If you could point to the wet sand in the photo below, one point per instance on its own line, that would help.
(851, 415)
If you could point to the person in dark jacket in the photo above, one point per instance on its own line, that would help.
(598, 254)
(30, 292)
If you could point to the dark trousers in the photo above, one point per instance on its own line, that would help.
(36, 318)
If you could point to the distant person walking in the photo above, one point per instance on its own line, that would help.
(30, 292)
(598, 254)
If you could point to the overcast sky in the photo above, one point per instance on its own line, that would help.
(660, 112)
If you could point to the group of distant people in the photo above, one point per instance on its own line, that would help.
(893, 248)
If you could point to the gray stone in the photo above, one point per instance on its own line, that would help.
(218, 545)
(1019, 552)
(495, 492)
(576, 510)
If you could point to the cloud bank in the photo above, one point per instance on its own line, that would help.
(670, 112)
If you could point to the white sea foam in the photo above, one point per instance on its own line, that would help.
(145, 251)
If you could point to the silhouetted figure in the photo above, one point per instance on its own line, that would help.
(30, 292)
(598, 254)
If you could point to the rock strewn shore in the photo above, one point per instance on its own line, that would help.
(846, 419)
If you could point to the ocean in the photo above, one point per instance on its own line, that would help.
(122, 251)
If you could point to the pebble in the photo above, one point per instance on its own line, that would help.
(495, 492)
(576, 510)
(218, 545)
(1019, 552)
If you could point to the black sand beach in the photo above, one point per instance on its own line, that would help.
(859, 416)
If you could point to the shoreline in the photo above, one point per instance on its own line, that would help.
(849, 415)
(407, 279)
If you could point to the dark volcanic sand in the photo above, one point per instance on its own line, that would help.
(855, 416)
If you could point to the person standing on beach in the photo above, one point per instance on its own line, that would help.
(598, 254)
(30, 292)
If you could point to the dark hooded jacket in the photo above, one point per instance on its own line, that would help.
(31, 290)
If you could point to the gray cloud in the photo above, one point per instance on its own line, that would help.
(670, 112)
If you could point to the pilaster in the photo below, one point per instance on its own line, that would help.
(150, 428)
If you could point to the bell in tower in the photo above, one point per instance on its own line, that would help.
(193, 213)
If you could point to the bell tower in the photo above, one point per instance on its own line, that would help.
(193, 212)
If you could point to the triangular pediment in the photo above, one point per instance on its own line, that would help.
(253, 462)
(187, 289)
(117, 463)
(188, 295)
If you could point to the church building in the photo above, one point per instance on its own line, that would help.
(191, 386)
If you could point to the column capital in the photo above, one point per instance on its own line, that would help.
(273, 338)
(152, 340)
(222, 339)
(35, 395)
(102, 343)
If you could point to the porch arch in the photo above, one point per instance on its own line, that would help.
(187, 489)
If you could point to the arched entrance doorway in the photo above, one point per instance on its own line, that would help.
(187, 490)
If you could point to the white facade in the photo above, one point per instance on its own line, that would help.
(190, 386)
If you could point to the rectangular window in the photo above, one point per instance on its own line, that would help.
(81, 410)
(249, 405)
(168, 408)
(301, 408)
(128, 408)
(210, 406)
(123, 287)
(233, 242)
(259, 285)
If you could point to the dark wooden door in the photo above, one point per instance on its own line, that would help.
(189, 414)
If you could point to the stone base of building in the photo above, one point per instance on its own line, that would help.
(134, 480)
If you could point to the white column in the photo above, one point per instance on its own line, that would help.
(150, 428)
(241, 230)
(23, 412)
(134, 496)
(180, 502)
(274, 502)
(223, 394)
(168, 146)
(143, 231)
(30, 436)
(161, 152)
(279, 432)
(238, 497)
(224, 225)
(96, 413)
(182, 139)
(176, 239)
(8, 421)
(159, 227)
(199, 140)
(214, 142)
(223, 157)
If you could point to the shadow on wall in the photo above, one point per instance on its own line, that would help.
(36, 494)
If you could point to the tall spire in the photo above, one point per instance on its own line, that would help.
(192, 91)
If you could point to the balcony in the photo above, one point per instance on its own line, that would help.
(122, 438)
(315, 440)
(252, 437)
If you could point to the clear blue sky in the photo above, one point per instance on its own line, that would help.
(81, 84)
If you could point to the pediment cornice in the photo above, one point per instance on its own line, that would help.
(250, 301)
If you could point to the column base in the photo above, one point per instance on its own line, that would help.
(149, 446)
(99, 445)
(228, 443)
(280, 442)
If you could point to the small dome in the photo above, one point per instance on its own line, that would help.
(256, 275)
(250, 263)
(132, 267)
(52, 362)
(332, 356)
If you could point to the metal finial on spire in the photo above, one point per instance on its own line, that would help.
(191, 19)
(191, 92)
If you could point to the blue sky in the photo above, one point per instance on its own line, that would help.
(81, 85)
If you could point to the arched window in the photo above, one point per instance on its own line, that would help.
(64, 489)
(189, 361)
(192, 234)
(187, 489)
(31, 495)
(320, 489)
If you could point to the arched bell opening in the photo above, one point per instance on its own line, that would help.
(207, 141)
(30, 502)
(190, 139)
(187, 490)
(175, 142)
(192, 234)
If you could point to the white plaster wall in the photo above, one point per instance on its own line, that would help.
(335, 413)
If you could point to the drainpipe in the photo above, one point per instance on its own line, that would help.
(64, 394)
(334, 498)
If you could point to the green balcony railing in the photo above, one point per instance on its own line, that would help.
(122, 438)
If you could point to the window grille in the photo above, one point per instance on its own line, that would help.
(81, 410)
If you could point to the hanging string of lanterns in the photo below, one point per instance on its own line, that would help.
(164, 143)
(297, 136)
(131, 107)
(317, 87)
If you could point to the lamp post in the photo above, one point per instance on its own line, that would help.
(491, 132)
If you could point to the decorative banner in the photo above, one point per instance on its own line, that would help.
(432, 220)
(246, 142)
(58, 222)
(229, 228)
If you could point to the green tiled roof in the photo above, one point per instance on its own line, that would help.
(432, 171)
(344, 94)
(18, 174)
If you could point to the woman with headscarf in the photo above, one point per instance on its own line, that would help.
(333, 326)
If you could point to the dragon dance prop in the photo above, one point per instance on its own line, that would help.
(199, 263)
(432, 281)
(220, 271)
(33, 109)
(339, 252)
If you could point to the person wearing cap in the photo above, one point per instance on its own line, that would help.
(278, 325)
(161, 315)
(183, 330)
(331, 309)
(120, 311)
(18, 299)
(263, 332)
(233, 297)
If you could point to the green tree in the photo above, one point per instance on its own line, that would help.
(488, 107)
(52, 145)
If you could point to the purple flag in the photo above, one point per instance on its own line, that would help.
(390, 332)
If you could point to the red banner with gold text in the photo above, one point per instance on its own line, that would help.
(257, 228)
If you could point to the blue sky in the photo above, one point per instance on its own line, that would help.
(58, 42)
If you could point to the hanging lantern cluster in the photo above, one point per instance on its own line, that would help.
____
Your objective – Repeat the records above exactly, with nothing left out.

Output of the exercise –
If you could point to the wet sand in the photo below, one point per instance on its own line, that would help.
(851, 415)
If you could point to the person in dark jacket in the photo above, one point per instance on its own line, that would help.
(598, 254)
(30, 292)
If you could point to the dark trousers in the photo above, one point per instance on its own line, that would help.
(36, 318)
If you could point to the distant person walking in the photo above, one point per instance on its own line, that would help.
(30, 292)
(598, 254)
If you could point to the overcast sky in the photo above, one point per instance on its own line, that would help.
(660, 112)
If you could point to the group of distant people in the photo above, one point per instance on its own line, that would help.
(893, 248)
If you could point to the gray stone in the photo above, one point per instance on its own line, that would help.
(218, 545)
(1019, 552)
(495, 492)
(576, 510)
If you could point to the cloud bank in the photo above, one point per instance on its own line, that would help.
(670, 112)
If you could point to the white sea foam in the photo above, one point per instance on its own line, that would help.
(145, 251)
If you could point to the silhouetted figure in the photo above, one point per instance on its own line, that would help.
(30, 292)
(598, 254)
If you could point to the rock strewn shore in the photo above, one point per instance on its own line, that would help.
(846, 419)
If you could point to the ocean in the photo above, one point per instance on its own line, that would help.
(122, 251)
If you could point to the pebble in the photo above, one point per instance on its own line, that would help.
(495, 492)
(576, 510)
(218, 545)
(1019, 552)
If you could point to the black sand beach in the photo above, one point per instance on its own line, that would help.
(859, 416)
If you could point to the shoreline in the photo above, one point per instance on its own line, that would help.
(849, 415)
(407, 279)
If you could point to the dark volcanic sand in the photo above, one point per instance on its own line, that would help.
(855, 416)
If you could point to the person standing on beach in the photo above, one point per instance on its own line, that would help.
(598, 254)
(30, 292)
If you could point to the dark hooded jacket in the photo above, one point per instance on its own line, that would help.
(31, 290)
If you could point to the gray cloud in the photo above, one point per instance on its own line, that would help.
(670, 112)
If you could point to the pilaster in the photo below, one point per instance on its own line, that would help.
(150, 428)
If you could point to the bell in tower in the photo above, one point per instance on its own line, that would help.
(193, 213)
If you could point to the bell tower in the photo above, one point per instance on its own line, that would help.
(193, 212)
If you could point to the triangular pediment in the photo above, one point per instance on its own line, that would help.
(253, 462)
(187, 289)
(117, 463)
(188, 295)
If you could point to the church building in the photo above, one point per instance on its own line, that would help.
(191, 386)
If you could point to the column capital in the photo above, one point per instance on its own line, that would help.
(273, 338)
(152, 340)
(222, 339)
(35, 395)
(102, 343)
If you could point to the porch arch in the photo above, one point per instance on its own line, that would help.
(187, 489)
If you could point to the arched entrance doorway in the photo above, one point per instance on its own line, that would help.
(187, 490)
If you could point to the white facade in the photo above, one point per instance on its own line, that would help.
(190, 386)
If you could point to the rectangular window in the photo above, one point per instance on its own line, that would help.
(81, 410)
(249, 405)
(168, 408)
(301, 408)
(128, 408)
(210, 406)
(123, 287)
(233, 242)
(259, 285)
If you could point to the dark wooden door in the photo above, one point per instance on its own line, that would help.
(189, 414)
If you could point to the stone base of building in the photo above, one point per instance on its own line, that would help.
(134, 480)
If you could point to the white column in the photo above, one point per instance on its own line, that would help.
(150, 428)
(241, 230)
(23, 412)
(134, 496)
(180, 502)
(274, 502)
(223, 394)
(168, 146)
(143, 231)
(30, 436)
(161, 152)
(279, 432)
(238, 497)
(224, 225)
(96, 413)
(182, 139)
(176, 239)
(8, 421)
(159, 227)
(199, 140)
(214, 142)
(223, 157)
If you could point to the shadow on wall in the photo above, one point per instance on its own line, that would help.
(36, 494)
If you could point to the tall spire in the photo above, one point per instance on its own line, that would help.
(192, 91)
If you could point to the balcony in the photo above, one point per instance on its own line, that would help.
(122, 438)
(315, 440)
(252, 437)
If you could point to the clear blue sky in the photo above, one point per instance on its own line, that would help.
(81, 84)
If you could point to the pediment cornice in the photo above, one point per instance on its own line, that would help.
(250, 301)
If you could point to the column base in the photo above, one point per instance on its own line, that would help.
(149, 446)
(99, 445)
(228, 443)
(280, 442)
If you could point to the small dome in the photo above, one point per instance on its own line, that would help.
(256, 275)
(250, 263)
(132, 267)
(52, 362)
(332, 356)
If you could point to the metal finial on spire in the photo above, one point per instance on its own line, that would help.
(191, 19)
(191, 92)
If you could point to the blue sky in the photo above, one point per instance on its own line, that would help.
(81, 85)
If you could point to the arched window in the photo above, one point per instance on its own line, that would help.
(64, 489)
(189, 361)
(192, 234)
(187, 489)
(31, 495)
(320, 489)
If you could point to the arched bell opening in the photo above, one point per instance on its own line, that would help.
(207, 141)
(30, 502)
(190, 139)
(187, 490)
(175, 142)
(192, 234)
If you could point to the white plaster wall in the photo above, one point per instance on its own line, that would help.
(335, 413)
If you could point to the drainpipe in the photo above, one point per instance on its own line, that would help.
(64, 394)
(334, 498)
If you could point to the green balcony railing in the photo above, one point per instance on its own line, that would help.
(122, 438)
If you could point to the window grille in the photo above, one point per instance on its own line, that would help.
(81, 410)
If you could point to the hanging string of lanterns in the photo below, one point per instance on its own line, that would help.
(164, 143)
(297, 136)
(131, 107)
(317, 87)
If you could point to the lamp post in the photo above, one point per instance on its own line, that would help.
(491, 132)
If you could point to the decorative banner in the photo above, one point per instance on its own line, that would help.
(432, 220)
(246, 142)
(58, 222)
(229, 228)
If you could point to the green tiled roof in the photo above, one point per instance on its own line, that would help.
(432, 171)
(344, 94)
(18, 174)
If you could point to the woman with headscarf in the photo above, one point per instance on its own line, that would help.
(333, 326)
If you could point to the dragon dance prop in the photo above, one point per instance on its own line, that would help.
(199, 263)
(432, 281)
(220, 271)
(33, 109)
(339, 252)
If you could point to the person wearing cap in the photo above, one point per instance on its own line, that would help.
(278, 325)
(161, 315)
(183, 330)
(331, 309)
(120, 311)
(18, 299)
(263, 332)
(233, 297)
If you could point to the green tree in the photo above, one point per instance on its own line, that would help.
(488, 107)
(52, 145)
If you could point to the purple flag in the photo above, one point per instance on its own line, that would help.
(390, 332)
If you could point to the red banner with gold text in the photo above, one point per instance on its own line, that would help.
(257, 228)
If you could point to the blue sky in the photo above, one point per instance on its own line, that would help.
(58, 42)
If you could point to the hanging lantern cluster in the photo above, one point per instance on its own line, that would help.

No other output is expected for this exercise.